# DIRECTIONS:
Your reply should hold every entry below exactly as written and none of the pictures.

--------------------

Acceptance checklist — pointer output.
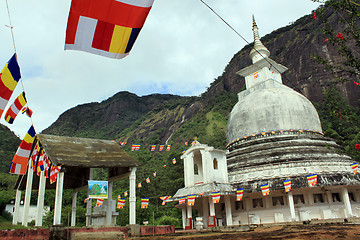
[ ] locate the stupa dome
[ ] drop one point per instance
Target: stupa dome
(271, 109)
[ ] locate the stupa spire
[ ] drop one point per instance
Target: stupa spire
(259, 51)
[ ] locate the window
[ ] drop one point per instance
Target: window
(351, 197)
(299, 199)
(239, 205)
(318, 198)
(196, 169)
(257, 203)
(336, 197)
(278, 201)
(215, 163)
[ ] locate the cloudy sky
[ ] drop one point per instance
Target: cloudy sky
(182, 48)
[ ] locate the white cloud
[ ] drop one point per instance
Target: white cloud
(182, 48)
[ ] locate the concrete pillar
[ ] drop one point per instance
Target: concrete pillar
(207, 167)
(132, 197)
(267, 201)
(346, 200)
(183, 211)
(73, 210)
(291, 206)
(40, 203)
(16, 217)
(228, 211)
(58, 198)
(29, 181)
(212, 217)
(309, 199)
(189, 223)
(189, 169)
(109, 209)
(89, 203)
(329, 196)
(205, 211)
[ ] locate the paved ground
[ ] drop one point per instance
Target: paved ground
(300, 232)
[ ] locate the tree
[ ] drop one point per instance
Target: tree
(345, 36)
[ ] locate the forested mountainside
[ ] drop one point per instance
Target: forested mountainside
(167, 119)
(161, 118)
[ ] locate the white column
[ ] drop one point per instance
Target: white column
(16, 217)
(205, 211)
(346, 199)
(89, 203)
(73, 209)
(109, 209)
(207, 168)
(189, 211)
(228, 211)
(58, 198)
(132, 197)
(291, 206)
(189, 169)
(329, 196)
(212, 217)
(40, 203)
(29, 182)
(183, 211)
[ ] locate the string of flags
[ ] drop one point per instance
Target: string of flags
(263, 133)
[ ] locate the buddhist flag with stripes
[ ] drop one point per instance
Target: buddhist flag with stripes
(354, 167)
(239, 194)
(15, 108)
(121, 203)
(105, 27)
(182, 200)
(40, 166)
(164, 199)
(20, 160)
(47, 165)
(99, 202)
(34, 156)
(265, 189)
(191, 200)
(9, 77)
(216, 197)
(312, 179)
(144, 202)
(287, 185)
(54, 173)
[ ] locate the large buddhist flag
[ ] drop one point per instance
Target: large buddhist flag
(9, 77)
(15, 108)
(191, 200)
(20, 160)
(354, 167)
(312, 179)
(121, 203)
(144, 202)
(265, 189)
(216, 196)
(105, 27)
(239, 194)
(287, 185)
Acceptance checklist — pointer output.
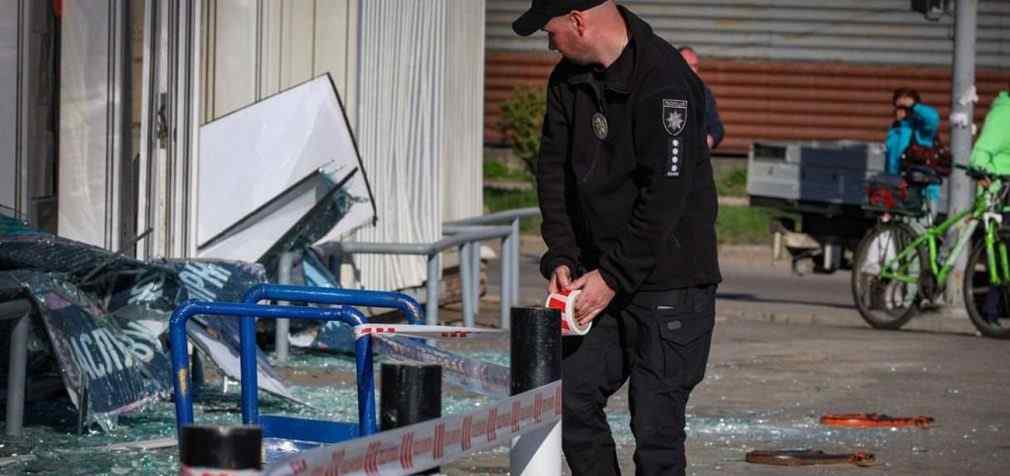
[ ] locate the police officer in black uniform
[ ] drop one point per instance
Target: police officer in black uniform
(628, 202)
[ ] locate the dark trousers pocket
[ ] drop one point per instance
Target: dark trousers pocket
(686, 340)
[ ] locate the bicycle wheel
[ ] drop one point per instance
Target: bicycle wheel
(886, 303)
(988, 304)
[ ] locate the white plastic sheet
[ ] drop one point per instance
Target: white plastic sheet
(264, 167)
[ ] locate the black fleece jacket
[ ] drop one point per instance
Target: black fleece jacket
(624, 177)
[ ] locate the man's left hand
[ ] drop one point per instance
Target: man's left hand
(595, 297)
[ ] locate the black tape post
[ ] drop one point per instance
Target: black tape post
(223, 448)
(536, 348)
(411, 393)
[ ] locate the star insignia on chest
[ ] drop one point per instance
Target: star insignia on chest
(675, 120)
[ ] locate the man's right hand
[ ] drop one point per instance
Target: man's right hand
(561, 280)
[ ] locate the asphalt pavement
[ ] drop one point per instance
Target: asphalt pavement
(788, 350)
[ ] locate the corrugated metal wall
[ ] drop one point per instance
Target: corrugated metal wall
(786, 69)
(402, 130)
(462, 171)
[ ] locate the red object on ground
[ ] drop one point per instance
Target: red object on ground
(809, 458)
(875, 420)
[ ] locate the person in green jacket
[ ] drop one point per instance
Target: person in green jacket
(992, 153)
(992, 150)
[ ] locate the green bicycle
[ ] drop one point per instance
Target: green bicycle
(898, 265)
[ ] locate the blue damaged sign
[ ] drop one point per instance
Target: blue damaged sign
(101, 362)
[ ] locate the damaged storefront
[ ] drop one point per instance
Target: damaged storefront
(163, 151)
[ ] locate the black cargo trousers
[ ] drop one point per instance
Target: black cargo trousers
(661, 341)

--------------------

# RESPONSE AREA:
Acceptance checklist — pointer output.
[ ] locate the stupa dome
[ ] drop one point per instance
Target: stupa dome
(271, 109)
[ ] locate the stupa spire
[ ] drop one point per instance
Target: stupa spire
(259, 51)
[ ] locate the window
[ ] drop one point per instance
Target: window
(351, 197)
(299, 199)
(239, 205)
(318, 198)
(196, 169)
(257, 203)
(336, 197)
(278, 201)
(215, 163)
[ ] locate the cloudy sky
[ ] drop one point per instance
Target: cloudy sky
(182, 48)
[ ] locate the white cloud
[ ] drop one point per instance
Target: white cloud
(182, 48)
[ ] locate the concrete pillar
[ ] drop one point per instance
Target: concrete pillar
(207, 167)
(132, 197)
(267, 201)
(346, 200)
(183, 211)
(73, 210)
(291, 206)
(40, 203)
(16, 217)
(228, 211)
(58, 198)
(29, 181)
(212, 217)
(309, 199)
(189, 223)
(189, 169)
(109, 209)
(89, 203)
(329, 196)
(205, 211)
[ ] locate the paved ground
[ ] drop one point per instance
Target: paved ground
(300, 232)
[ ] locate the tree
[ ] drop one point per instance
Target: tree
(345, 36)
[ ] locate the forested mountainside
[ ] drop one point per instance
Target: forested mountainside
(167, 119)
(161, 118)
[ ] locate the white column
[ ] drop one point per instance
Target: white column
(16, 217)
(205, 211)
(346, 199)
(89, 203)
(73, 209)
(109, 209)
(207, 168)
(189, 211)
(228, 211)
(58, 198)
(132, 197)
(291, 206)
(189, 169)
(329, 196)
(212, 217)
(40, 203)
(29, 182)
(183, 211)
[ ] locate the string of flags
[ ] drop one point per instance
Target: string of flags
(263, 133)
[ ] locate the buddhist flag with stripes
[ ] drop one point per instance
Target: buddhist flag with stripes
(354, 167)
(239, 194)
(15, 108)
(121, 203)
(105, 27)
(182, 200)
(40, 166)
(164, 199)
(20, 160)
(47, 165)
(99, 202)
(34, 156)
(265, 189)
(191, 200)
(9, 77)
(216, 197)
(312, 179)
(144, 202)
(287, 185)
(54, 173)
[ ] locate the large buddhist flag
[ ] drop one point per instance
Target: large buddhist flag
(9, 77)
(15, 108)
(191, 200)
(20, 160)
(354, 167)
(312, 179)
(121, 203)
(144, 202)
(265, 189)
(216, 196)
(105, 27)
(239, 194)
(287, 185)
Acceptance checklist — pointer output.
[ ] locate the police officer in black uniform
[ ] drop one point per instance
Target: police officer in black uniform
(628, 202)
[ ] locate the dark trousers pocket
[ ] drop one point per instance
Target: dark trousers pocket
(686, 340)
[ ] locate the bicycle wheel
[ ] drop one point per instance
Target: bicycle wheel
(886, 303)
(988, 304)
[ ] locate the white plastic sheet
[ ] drop one point per instance
Target: white plastic sheet
(264, 167)
[ ] locate the black fleece jacket
[ ] drop one point per instance
Target: black fleece jacket
(624, 177)
[ ] locate the man's left hand
[ ] drop one point per instance
Target: man's left hand
(595, 297)
[ ] locate the black tape post
[ ] drop one point per instance
Target: black tape post
(223, 448)
(536, 348)
(411, 393)
[ ] locate the star insignia on chest
[ ] drop one point per instance
Target: star insignia on chest
(675, 120)
[ ] locate the man's right hand
[ ] drop one point per instance
Target: man's right hand
(561, 280)
[ ] locate the asphalt pavement
[ ] drop one point per instance
Target: asphalt pavement
(788, 350)
[ ] locate the corrugated metal wall
[ ] drop one point per instance
Target: corrugated metal wall
(786, 69)
(402, 130)
(462, 171)
[ ] locate the red object on ground
[ ] drop one point per instance
Target: red object on ground
(809, 458)
(875, 420)
[ ] locate the person in green jacket
[ ] drop one point per instance
Target: person in green jacket
(992, 153)
(992, 150)
[ ] locate the green bicycle
[ ] drop one point per instance
Target: green bicycle
(898, 265)
[ ] locate the blue damaged sign
[ ] drop one point per instance
Target: blue damaged sign
(101, 362)
[ ] locate the damaged storefront
[ ] drop one point per instance
Target: damaged storefront
(163, 151)
[ ] locate the black cargo trousers
[ ] drop one point per instance
Target: black cargo trousers
(661, 341)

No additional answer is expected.